[Task data]

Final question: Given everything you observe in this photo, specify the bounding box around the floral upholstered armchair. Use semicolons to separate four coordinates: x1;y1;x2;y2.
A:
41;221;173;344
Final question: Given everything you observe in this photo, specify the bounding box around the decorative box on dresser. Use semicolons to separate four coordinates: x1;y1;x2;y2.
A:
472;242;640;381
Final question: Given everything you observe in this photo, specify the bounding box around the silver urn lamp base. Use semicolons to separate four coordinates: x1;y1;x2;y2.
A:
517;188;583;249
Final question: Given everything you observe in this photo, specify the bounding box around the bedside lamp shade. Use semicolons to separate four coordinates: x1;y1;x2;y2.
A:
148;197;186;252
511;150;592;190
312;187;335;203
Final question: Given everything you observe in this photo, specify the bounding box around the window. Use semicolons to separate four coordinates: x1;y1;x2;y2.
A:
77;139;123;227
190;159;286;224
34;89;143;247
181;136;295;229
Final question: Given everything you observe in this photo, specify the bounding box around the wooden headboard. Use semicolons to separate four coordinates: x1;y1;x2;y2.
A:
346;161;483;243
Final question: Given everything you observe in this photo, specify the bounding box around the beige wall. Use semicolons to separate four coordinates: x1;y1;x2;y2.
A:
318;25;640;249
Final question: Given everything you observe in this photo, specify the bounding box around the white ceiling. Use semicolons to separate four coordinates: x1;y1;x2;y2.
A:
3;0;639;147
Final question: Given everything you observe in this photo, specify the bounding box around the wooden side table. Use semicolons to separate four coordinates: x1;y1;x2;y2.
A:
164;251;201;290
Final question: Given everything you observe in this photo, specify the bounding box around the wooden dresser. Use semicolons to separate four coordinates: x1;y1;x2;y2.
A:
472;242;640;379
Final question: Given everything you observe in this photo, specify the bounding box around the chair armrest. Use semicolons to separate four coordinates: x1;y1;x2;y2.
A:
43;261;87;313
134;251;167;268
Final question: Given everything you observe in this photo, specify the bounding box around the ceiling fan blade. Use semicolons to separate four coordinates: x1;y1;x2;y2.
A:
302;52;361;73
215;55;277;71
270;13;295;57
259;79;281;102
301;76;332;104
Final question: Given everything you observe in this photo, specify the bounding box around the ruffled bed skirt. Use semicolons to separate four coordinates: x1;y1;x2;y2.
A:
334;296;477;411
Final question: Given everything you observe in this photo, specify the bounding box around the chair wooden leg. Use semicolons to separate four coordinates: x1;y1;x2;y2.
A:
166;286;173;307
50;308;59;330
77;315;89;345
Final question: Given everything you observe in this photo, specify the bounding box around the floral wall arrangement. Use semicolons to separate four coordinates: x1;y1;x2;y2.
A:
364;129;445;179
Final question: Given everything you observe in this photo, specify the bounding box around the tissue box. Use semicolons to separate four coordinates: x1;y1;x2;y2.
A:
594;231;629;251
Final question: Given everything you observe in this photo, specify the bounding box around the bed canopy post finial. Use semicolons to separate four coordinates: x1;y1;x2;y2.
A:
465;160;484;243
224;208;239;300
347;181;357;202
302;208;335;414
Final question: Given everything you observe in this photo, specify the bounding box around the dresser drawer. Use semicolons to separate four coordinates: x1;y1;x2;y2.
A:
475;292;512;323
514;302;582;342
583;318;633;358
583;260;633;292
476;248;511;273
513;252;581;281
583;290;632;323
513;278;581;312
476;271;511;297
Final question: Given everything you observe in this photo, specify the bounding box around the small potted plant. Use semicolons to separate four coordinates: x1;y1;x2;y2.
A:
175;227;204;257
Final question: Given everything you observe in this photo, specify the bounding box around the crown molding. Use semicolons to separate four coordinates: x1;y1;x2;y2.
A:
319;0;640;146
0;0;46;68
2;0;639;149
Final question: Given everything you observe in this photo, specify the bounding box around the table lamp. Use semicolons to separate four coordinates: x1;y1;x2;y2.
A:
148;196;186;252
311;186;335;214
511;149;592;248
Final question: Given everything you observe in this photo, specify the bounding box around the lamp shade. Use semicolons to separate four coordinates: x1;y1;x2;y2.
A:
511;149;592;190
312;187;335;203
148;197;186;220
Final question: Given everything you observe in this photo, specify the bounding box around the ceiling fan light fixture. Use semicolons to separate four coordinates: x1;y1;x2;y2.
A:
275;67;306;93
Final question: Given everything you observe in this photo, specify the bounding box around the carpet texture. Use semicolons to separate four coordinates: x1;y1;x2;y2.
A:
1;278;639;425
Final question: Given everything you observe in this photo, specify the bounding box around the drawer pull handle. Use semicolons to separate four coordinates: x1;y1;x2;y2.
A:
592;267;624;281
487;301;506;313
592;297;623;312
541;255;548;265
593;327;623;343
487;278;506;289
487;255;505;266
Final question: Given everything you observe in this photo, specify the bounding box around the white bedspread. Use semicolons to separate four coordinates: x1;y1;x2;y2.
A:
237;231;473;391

[/Task data]

→ Task prompt:
Your answer should consist of each line of the data above in which the word "drawer" occurs.

→ Completed exercise:
Final question: Given everything you observe in this photo, specify the bounding box around the dresser drawer. Use semicolons to separate four coordinates: x1;y1;x2;y2.
Final question: Given everything you observe in this photo, specify the bounding box around the drawer pull handle. Use semicolons to separate four coordinates: x1;y1;x2;y2.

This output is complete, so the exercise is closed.